__Task requirements__.
Copy the records. Keep every line exactly as it is.

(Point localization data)
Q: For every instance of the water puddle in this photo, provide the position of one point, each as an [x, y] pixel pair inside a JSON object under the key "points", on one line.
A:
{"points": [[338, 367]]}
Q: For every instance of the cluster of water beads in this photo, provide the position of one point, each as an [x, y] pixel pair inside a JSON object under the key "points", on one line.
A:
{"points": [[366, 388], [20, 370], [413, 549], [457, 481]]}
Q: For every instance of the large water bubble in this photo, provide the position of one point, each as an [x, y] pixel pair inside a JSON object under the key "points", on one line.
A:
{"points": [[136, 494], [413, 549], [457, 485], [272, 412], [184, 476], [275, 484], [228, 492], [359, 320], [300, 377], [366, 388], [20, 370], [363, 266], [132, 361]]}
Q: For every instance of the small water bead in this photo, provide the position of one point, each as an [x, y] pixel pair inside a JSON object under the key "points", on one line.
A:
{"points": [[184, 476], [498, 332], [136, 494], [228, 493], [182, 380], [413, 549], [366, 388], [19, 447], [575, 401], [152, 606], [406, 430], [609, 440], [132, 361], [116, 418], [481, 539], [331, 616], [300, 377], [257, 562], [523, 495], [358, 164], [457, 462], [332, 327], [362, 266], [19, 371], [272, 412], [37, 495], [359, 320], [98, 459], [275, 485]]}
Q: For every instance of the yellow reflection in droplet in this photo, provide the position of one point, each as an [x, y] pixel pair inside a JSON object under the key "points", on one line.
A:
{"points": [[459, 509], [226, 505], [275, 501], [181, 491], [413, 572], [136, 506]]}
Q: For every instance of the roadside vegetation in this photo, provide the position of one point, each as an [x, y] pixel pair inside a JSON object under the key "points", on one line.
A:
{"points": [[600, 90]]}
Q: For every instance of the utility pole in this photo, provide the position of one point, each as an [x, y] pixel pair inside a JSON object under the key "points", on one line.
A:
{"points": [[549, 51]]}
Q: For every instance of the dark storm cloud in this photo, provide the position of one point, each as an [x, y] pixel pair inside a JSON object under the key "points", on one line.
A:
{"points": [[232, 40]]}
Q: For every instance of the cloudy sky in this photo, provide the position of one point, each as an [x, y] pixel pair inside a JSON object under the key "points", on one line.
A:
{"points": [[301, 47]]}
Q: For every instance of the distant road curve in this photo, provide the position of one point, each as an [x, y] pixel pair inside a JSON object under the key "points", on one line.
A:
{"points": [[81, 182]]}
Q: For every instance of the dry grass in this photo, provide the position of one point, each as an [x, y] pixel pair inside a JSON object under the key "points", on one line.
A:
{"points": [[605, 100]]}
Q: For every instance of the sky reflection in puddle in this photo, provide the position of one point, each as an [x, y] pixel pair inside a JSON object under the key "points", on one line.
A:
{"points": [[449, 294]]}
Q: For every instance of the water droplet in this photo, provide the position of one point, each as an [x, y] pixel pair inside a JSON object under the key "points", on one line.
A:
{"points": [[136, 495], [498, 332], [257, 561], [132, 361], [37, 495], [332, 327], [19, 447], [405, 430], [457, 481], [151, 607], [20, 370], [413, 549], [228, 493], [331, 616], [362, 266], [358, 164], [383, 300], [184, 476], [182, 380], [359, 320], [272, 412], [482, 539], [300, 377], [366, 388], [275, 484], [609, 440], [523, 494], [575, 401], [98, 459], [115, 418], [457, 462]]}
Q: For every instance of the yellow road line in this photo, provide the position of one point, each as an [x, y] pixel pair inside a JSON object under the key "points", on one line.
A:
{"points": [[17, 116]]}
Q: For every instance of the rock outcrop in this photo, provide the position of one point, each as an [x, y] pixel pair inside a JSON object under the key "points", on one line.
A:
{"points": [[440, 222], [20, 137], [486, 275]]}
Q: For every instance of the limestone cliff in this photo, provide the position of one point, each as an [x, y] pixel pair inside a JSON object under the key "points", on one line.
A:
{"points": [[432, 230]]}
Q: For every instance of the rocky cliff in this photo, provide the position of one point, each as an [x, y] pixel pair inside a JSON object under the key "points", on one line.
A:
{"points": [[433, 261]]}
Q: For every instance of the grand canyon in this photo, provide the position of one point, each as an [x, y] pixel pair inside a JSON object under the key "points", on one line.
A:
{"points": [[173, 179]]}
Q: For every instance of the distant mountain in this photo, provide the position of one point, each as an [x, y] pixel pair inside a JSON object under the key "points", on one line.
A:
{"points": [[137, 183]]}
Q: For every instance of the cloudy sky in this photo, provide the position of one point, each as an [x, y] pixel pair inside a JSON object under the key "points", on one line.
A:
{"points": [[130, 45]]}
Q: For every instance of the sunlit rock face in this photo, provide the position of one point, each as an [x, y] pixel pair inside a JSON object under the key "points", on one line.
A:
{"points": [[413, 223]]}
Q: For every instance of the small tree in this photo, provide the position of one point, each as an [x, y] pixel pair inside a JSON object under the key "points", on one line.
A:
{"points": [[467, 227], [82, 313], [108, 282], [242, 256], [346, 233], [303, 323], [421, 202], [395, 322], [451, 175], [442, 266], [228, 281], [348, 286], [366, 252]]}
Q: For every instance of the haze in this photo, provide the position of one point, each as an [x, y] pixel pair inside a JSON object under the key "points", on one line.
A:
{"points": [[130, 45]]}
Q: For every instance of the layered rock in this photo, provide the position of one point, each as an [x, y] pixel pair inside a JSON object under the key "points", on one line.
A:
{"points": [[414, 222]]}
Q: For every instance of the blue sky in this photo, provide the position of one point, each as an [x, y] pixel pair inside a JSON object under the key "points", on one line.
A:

__Answer area__.
Q: For every instance of the water puddle in this photo, provide the position of one point, each as an [x, y] pixel pair inside a JSON object under the key "points", on one line.
A:
{"points": [[338, 367]]}
Q: For every instance of the cluster of water beads in this photo, provide the position of one point, each as an [x, y] pixel pair inside a JSON object under the key "points", on one line.
A:
{"points": [[366, 388], [20, 370], [413, 549], [457, 481]]}
Q: For every instance of the large water bubble in this photo, provide the position of one point, each as an [x, y] pixel pair inside a JSON object under the key "points", on one line.
A:
{"points": [[136, 494], [413, 549], [457, 485], [272, 412], [184, 476], [275, 484], [228, 492], [359, 320], [300, 377], [366, 388], [20, 370], [363, 266], [132, 361]]}
Q: For every instance of the small water bead in this photo, provide the position of one point, each as an [x, y] pixel pair inside a JSON object under the key "points", on one line.
A:
{"points": [[184, 476], [498, 332], [136, 494], [228, 493], [182, 380], [413, 549], [366, 388], [19, 447], [575, 401], [152, 606], [406, 430], [609, 440], [132, 361], [116, 418], [481, 539], [331, 616], [300, 377], [257, 562], [523, 495], [358, 164], [457, 462], [332, 327], [362, 266], [19, 371], [272, 412], [37, 495], [359, 320], [98, 459], [275, 485]]}
Q: For every instance of the yellow reflection in droplet in this photo, provide the position of one point, each as an [x, y] pixel pair inside a JSON object under the key "points", on one line.
A:
{"points": [[459, 509], [226, 505], [275, 501], [181, 491], [413, 572], [136, 506]]}
Q: For every instance of the roadside vegetation in this photo, provide the position of one point, each as an [x, y] pixel pair inside a JSON object under the key "points", on one line.
A:
{"points": [[600, 90]]}
Q: For every instance of the utility pole in this photo, provide the position of one point, each as an [x, y] pixel pair inside a JSON object under the key "points", on one line.
A:
{"points": [[549, 51]]}
Q: For every instance of the dark storm cloud in this photo, provide the position of one point, each as an [x, y] pixel pair inside a JSON object under the key "points", on one line.
A:
{"points": [[232, 40]]}
Q: For every instance of the cloudy sky in this photo, provide the position of one point, each as an [x, y] pixel pair inside a JSON object under the key "points", on one line.
A:
{"points": [[301, 47]]}
Q: For every instance of the distant road curve in this photo, provide the position of one point, each as an [x, y] pixel pair inside a JSON object under the key "points", on one line.
A:
{"points": [[81, 182]]}
Q: For every instance of the dry grass in this photo, provide the position of one point, each as an [x, y] pixel pair inside a JSON object under the key "points", on one line.
A:
{"points": [[605, 100]]}
Q: For every instance of the sky reflection in puddle in this photo, provide the position of one point, each as an [x, y] pixel pair inside a JSON object under the key "points", on one line.
A:
{"points": [[449, 294]]}
Q: For every instance of the water droplet in this photo, provide the position of one point, each as an [x, y] pixel pair inside a JSON object under the key "points", on one line.
A:
{"points": [[136, 495], [498, 332], [257, 561], [132, 361], [37, 495], [332, 327], [19, 447], [405, 430], [457, 481], [151, 607], [20, 370], [413, 549], [228, 493], [331, 616], [362, 266], [358, 164], [383, 300], [184, 476], [182, 380], [359, 320], [272, 412], [482, 539], [300, 377], [366, 388], [275, 484], [609, 440], [523, 494], [575, 401], [98, 459], [115, 418], [457, 462]]}
Q: For every instance of the yellow road line in this photo, provide the position of one point, each as an [x, y] pixel pair inside a JSON object under the key "points", on one line.
A:
{"points": [[17, 116]]}
Q: For every instance of the rock outcrop in this photo, provide the position of one point, each as an [x, y] pixel pair inside a JSON object under the key "points", on one line.
A:
{"points": [[440, 222], [20, 137], [486, 275]]}
Q: For every instance of the limestone cliff in this photo, provide the position of one point, each as an [x, y] pixel pair inside a JSON object under the key "points", on one line.
A:
{"points": [[432, 230]]}
Q: For every instance of the rocky cliff in this photo, provide the position of one point, each as an [x, y] pixel pair inside a JSON object under the key "points", on one line.
A:
{"points": [[433, 261]]}
Q: For every instance of the grand canyon in this photo, provide the position of one point, each as an [x, y] pixel pair inside a JSON object under the key "points", on one line.
A:
{"points": [[173, 179]]}
Q: For every instance of the distant mountain in this photo, provide the position of one point, each as an [x, y] pixel pair inside a JSON object under the key "points", on one line.
A:
{"points": [[137, 183]]}
Q: For every instance of the cloudy sky in this photo, provide the position of one point, each as an [x, y] pixel pair inside a JSON object under the key "points", on one line.
A:
{"points": [[130, 45]]}
Q: For every instance of the sunlit rock face in this photo, provide the position of one point, each as an [x, y] pixel pair inside a JSON object under the key "points", on one line.
A:
{"points": [[413, 223]]}
Q: For every instance of the small tree in this photo, provide the position of one point, each as an [x, y] pixel pair inside a JSON object under the key "points", on one line.
A:
{"points": [[467, 227], [82, 313], [108, 282], [242, 256], [346, 233], [303, 323], [421, 202], [395, 322], [451, 175], [442, 266], [228, 281], [348, 286], [366, 252]]}
Q: For every instance of the haze in this photo, provide the position of one point, each as an [x, y] pixel pair inside a JSON object under the key "points", on one line.
A:
{"points": [[130, 45]]}
Q: For every instance of the layered rock in this photo, provide the position of one point, each as an [x, y] pixel pair inside a JSON object under the key "points", on one line.
A:
{"points": [[414, 222]]}
Q: For every instance of the blue sky in this photo, provide the position of one point, each as an [x, y] pixel pair inside a JSON object under the key "points", on one line.
A:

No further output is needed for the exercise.